TEXT SEGMENT
The Trump administration said Monday it plans to require drug makers to start disclosing its prices in television advertisements, a move that prompted immediate pushback from the pharmaceutical industry and raised questions about whether that would translate to lower drug costs for consumers.
The proposed new rule says anyone selling most drugs paid for by Medicare or Medicaid would have to divulge a "list price" in television ads using "legible text." That means the price would have to be printed on the screen big enough to read, and not just read quickly read by a fast-talking announcer.
Azar on Monday said the drug industry "remains resistant to providing real transparency" on pricing.
"Patients deserve to know what a given drug could cost when they’re being told about the benefits and risks it may have," Azar said in a speech Monday at a forum hosted by the National Academy of Medicine. "They deserve to know if the drug company has pushed their prices to abusive levels. And they deserve to know this every time they see a drug advertised to them on TV."
List price is typically considered the sticker price of a drug and doesn't take into account rebates or discounts. The Health and Human Services Department says the rule would apply to any company advertising on television for prescription drug and biological products paid for by Medicare or Medicaid with a list price greater than $35 for a month's supply or usual course of therapy. The agency says the 10 most commonly advertised drugs have list prices ranging from $535 to $11,000 per month or usual course of therapy.
The new rule isn't final. The proposal will be released for public comment, and those comments will be taken into consideration before a final rule is enforced.

RECORD EXTRACTS
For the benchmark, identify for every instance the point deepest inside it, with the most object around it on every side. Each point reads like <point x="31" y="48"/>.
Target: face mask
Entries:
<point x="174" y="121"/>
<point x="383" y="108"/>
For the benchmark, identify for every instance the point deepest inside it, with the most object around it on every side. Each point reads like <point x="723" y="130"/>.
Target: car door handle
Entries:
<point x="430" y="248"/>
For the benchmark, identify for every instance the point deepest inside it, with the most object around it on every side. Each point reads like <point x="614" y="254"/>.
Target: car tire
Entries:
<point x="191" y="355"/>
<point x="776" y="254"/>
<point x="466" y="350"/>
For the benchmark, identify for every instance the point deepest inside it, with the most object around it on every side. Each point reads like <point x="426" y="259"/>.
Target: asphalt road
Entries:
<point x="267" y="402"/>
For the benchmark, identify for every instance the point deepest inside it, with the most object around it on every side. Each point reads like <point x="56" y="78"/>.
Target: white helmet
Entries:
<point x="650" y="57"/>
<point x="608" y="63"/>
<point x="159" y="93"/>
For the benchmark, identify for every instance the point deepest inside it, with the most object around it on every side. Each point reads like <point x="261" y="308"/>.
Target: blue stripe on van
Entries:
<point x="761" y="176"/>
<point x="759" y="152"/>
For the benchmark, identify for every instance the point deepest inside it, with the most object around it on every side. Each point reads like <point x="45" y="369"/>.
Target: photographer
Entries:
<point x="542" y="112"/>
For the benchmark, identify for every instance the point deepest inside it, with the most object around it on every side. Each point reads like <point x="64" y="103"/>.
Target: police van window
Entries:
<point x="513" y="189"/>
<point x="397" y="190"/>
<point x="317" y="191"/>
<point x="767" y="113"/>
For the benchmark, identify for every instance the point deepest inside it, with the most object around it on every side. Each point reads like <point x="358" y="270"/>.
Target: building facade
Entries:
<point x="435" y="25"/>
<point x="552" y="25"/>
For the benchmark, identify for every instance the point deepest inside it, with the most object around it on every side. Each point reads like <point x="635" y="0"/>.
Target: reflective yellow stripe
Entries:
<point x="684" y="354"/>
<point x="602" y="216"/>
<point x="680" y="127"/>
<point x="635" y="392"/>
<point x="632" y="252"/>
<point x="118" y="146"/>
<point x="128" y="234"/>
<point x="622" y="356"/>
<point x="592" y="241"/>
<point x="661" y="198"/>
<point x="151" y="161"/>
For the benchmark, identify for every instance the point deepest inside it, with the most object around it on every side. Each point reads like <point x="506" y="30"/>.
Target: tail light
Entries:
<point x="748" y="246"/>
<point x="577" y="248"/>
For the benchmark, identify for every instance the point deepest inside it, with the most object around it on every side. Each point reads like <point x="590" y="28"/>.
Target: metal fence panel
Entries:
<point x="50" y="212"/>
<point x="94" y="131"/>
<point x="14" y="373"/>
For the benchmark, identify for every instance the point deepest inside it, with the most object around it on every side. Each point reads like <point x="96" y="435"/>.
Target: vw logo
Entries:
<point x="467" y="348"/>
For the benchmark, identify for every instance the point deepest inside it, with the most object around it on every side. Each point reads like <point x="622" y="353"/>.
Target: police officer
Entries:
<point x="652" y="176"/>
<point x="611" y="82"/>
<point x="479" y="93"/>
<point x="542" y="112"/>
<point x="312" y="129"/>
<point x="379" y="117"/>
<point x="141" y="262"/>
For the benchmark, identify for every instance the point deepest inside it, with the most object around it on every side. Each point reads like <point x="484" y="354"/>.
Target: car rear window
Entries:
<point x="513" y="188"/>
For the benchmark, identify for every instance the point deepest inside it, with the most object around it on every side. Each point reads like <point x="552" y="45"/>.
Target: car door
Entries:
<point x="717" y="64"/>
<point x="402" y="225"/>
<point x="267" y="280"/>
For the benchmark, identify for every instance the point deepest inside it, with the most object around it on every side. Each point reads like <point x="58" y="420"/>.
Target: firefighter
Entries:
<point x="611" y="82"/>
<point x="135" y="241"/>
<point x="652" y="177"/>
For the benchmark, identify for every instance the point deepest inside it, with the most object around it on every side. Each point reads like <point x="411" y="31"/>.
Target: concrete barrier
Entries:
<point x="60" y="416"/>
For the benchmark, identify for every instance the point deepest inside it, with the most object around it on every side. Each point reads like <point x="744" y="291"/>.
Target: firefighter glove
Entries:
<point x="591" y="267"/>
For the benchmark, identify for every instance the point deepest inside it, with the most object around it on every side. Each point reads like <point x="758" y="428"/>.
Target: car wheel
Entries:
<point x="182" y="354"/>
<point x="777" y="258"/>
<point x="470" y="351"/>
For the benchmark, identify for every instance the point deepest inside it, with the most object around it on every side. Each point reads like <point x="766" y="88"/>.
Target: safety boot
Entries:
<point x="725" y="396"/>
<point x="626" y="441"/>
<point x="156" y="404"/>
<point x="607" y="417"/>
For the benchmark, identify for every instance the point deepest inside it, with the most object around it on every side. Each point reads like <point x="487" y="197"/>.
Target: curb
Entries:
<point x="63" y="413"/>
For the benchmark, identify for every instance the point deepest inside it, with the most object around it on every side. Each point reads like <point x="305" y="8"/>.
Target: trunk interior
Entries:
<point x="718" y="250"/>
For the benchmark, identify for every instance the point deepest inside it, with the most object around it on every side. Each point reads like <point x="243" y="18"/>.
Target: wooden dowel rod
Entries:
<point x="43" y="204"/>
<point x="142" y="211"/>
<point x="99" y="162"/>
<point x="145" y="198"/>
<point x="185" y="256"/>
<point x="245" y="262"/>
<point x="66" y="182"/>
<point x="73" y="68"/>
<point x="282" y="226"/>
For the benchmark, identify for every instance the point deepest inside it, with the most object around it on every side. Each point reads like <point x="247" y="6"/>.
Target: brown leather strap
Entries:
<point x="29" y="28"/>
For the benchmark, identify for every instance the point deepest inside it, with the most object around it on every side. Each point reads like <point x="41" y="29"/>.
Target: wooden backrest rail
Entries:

LIST OF TASKS
1. Duplicate everything in the drug-ad pricing article from "The proposed new" down to "a fast-talking announcer.".
2. According to the drug-ad pricing article, why is the new rule not yet final?
3. What range of list prices does the drug-ad pricing article give for the 10 most commonly advertised drugs?

RESPONSES
1.
The proposed new rule says anyone selling most drugs paid for by Medicare or Medicaid would have to divulge a "list price" in television ads using "legible text." That means the price would have to be printed on the screen big enough to read, and not just read quickly read by a fast-talking announcer.

2. The proposal will first be released for public comment. Those comments will be taken into consideration before a final rule is enforced.

3. From $535 to $11,000 per month or usual course of therapy.